#### The problem:
Find the line that contains "Target: small stone" in the entries below. Output it and each later line exactly, and nothing else.

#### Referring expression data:
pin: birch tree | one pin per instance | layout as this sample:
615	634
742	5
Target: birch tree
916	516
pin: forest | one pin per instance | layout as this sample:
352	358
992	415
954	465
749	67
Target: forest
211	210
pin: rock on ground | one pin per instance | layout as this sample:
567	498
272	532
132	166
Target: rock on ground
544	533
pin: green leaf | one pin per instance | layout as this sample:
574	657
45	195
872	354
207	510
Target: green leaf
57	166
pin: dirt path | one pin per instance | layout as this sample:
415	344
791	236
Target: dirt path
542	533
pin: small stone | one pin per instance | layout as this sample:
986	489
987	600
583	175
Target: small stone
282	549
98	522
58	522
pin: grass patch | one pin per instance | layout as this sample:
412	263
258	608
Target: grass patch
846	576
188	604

#### Written reply:
Target: small stone
282	549
98	522
58	522
pin: grass patch | one pin per instance | layout as this sample:
412	263
258	608
Target: grass patch
846	576
188	604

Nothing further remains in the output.